TÂCHES PROPOSÉES.
(1) Répondez aux questions suivantes à partir de l'extrait sur M. Preyer.
(a) En quelle année paraît son étude sur les limites des perceptions de l'oreille ?
(b) Dans quelle revue a-t-il publié ses recherches sur la cause du sommeil ?
(c) Entre quoi et quoi se place la température moyenne ?
(2) Relevez, dans l'extrait sur M. Preyer, tous les sens dont les impressions impliquent qualité et quantité « jusqu'à un certain point ».

EXTRAIT FOURNI.

M. Preyer est un esprit curieux, inventif et tourmenté du besoin de l’unité. Il a essayé de démontrer que la loi de Fechner s’appliquait aux contractions musculaires (das myophysische Gesetz, 1874) ; il a fait des expériences très-intéressantes sur les limites des perceptions de l’oreille (Ueber die Grenzen der Tonwahrnehmung, 1876) ; il s’est fait connaître par des recherches sur la cause du sommeil (Revue scientifique, 1877) ; etc. Dans tous ces travaux, on reconnaît le penseur qui veut tout réduire à sa plus simple expression, qui cherche la formule générale, et qui est prêt à sacrifier au but qu’il poursuit des différences peut-être essentielles, mais auxquelles, dans le moment, il est entraîné à dénier toute importance. À ces mérites ajoutez qu’il écrit avec ordre et clarté, et l’on comprendra que ses œuvres attachent le lecteur et le font réfléchir, tout en soulevant dans son esprit nombre d’objections.

Ainsi, pour ne pas sortir du sujet présent, est-il bien sûr que toute sensation implique qualité et quantité ? Cela est vrai jusqu’à un certain point des impressions de la vue, du goût, de l’odorat, de l’ouïe ; mais la température, la pression sont-elles dans ce cas ? Nous voulons bien admettre que le gris fournit une sensation qui n’est ni trop forte ni trop faible ; nous voulons bien concéder qu’une remarque analogue s’applique également au son ; mais en est-il de même de la pression ? la pression légère ne devrait-elle pas être remplacée par la succion ou la pression interne, et la pression moyenne n’est-elle pas la pression athmosphérique ordinaire, de même que la température moyenne a sa place entre le chaud et le froid ?

DONNÉES SOURCES.
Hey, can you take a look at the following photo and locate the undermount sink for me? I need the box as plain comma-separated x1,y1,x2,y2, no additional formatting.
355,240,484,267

RÉPONSES PAR TÂCHE.
(1)
(a) En 1876.
(b) Dans la Revue scientifique.
(c) Entre le chaud et le froid.

(2) La vue, le goût, l'odorat, l'ouïe.